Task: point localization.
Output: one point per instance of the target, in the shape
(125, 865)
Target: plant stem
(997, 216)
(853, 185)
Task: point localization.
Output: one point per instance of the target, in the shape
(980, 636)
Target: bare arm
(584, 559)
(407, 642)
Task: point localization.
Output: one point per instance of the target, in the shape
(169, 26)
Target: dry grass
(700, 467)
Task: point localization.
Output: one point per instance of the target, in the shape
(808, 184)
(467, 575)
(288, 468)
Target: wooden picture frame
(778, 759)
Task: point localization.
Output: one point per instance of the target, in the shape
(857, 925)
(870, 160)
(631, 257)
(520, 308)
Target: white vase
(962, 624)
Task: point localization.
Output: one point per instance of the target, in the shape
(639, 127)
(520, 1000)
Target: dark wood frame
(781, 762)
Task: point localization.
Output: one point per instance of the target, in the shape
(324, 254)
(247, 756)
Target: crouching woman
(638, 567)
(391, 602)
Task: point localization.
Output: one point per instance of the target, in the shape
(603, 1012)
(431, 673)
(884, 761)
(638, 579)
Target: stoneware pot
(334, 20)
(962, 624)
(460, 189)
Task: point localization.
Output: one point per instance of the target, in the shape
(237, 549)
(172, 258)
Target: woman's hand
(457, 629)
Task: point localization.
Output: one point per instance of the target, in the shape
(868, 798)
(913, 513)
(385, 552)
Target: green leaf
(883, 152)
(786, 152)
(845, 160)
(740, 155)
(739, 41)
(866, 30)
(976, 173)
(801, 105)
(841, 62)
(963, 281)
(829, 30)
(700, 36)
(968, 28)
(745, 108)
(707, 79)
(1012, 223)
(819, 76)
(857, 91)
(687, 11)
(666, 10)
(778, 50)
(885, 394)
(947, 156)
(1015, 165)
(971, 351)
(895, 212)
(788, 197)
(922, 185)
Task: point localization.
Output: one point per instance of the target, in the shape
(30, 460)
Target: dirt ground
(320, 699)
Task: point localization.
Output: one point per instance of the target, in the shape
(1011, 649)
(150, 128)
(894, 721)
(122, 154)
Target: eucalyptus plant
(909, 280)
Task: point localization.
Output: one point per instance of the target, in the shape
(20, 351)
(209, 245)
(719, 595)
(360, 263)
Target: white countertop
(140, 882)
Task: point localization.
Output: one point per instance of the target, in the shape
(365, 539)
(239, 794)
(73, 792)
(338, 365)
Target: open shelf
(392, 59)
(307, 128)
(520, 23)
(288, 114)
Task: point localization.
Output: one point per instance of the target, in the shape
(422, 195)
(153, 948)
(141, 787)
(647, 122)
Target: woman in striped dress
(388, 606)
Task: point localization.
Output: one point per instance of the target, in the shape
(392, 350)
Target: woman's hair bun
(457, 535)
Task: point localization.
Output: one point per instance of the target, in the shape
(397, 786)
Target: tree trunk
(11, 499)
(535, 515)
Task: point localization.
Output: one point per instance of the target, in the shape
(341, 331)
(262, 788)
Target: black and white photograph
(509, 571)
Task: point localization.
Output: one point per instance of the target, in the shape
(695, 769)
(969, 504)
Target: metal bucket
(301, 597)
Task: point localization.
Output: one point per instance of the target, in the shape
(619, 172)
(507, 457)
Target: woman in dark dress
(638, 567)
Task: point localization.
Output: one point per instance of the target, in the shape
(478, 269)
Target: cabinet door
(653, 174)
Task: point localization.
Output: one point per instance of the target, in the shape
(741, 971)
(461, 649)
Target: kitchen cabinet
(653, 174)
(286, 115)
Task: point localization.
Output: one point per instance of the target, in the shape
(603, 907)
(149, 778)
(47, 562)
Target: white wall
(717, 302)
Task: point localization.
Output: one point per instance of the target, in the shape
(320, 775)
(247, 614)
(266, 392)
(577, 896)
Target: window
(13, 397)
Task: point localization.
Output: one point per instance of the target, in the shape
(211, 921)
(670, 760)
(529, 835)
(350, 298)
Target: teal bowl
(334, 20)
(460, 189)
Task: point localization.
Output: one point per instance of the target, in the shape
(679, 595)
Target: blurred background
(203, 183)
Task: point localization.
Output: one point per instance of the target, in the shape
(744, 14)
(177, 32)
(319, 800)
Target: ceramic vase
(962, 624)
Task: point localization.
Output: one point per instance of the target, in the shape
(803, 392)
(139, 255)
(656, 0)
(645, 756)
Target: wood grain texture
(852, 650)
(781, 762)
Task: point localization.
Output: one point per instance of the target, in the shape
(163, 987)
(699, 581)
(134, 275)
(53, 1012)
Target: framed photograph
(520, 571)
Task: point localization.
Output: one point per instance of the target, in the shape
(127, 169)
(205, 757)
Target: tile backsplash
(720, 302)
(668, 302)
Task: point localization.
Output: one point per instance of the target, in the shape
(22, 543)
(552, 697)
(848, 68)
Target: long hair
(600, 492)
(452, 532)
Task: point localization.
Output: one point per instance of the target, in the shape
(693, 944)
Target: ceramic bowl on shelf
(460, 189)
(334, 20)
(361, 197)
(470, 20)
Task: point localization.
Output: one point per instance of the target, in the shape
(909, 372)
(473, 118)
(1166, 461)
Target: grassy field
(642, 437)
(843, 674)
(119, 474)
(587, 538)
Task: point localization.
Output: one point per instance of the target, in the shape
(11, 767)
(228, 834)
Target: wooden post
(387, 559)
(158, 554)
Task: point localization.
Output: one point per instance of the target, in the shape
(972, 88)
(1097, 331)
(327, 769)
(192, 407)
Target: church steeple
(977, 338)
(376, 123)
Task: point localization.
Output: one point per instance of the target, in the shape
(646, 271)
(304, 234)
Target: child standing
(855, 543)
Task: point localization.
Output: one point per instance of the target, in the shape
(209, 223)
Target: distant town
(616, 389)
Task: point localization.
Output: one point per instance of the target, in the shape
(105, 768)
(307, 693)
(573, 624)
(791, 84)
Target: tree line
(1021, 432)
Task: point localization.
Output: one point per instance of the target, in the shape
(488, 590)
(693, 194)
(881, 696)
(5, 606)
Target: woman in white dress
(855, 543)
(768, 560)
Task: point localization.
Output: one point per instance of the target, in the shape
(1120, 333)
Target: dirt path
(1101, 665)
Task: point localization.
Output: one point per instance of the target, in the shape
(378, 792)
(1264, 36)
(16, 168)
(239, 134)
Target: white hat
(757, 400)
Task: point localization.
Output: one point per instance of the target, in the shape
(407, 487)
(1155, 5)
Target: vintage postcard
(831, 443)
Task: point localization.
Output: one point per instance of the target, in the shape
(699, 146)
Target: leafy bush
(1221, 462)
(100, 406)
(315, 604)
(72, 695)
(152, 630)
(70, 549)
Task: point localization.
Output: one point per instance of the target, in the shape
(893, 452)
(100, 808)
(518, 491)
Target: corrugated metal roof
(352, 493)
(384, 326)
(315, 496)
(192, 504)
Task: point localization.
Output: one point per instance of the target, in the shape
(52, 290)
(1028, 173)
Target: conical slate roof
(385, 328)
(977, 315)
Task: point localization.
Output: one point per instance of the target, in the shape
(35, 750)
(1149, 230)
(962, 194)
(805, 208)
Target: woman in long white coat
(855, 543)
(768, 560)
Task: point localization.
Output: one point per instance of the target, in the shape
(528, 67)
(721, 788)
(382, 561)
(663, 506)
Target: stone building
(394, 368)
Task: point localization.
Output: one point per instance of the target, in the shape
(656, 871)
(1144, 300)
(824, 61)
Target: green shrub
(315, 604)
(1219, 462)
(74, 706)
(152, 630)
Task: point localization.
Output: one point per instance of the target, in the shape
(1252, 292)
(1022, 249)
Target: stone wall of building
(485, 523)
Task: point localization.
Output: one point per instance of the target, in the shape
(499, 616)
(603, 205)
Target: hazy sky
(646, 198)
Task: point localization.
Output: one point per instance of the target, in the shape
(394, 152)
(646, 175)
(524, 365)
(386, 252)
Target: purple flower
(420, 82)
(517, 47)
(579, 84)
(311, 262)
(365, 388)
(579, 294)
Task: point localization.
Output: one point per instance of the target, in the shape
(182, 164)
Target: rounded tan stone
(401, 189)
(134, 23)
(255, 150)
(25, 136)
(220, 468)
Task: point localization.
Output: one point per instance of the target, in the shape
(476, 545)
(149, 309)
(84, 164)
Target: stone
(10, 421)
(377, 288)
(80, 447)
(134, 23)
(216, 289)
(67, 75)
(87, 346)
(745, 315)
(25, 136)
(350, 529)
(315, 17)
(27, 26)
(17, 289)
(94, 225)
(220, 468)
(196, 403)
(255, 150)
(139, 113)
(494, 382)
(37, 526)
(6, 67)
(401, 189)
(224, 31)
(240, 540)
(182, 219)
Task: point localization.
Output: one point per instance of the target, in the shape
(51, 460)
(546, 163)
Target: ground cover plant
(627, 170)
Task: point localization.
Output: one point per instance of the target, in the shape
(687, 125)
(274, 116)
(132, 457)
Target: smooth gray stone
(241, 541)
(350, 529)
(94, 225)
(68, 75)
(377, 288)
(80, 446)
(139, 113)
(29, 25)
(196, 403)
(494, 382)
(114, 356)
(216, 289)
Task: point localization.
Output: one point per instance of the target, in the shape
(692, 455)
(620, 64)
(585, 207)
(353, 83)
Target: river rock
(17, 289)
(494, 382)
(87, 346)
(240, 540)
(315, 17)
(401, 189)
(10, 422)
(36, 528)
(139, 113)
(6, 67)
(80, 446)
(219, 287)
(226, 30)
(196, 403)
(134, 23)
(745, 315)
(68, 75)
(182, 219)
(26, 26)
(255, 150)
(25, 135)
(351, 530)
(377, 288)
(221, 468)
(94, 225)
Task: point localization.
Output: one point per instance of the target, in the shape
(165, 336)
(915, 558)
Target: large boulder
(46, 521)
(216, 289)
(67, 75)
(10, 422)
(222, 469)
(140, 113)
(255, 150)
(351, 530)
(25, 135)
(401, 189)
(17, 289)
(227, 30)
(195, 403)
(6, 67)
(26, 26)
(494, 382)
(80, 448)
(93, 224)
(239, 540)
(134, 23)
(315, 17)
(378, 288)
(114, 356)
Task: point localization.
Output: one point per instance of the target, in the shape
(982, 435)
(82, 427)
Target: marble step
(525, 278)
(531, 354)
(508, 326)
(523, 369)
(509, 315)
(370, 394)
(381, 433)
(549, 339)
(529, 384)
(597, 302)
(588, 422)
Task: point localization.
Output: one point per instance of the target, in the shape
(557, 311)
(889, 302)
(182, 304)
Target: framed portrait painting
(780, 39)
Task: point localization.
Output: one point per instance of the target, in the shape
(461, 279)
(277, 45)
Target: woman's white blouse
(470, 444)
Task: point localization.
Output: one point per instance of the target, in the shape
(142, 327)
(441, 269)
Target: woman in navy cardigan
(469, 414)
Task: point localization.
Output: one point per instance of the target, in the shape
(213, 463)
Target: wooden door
_ _ _ _ _ _ _
--- The request ---
Which lines in the records above contain the string "dress", with case counting? Gather every such line and copy it in full.

--- Answer for this exercise ---
Target: woman in striped dress
Target: woman in dark dress
Target: woman in white dress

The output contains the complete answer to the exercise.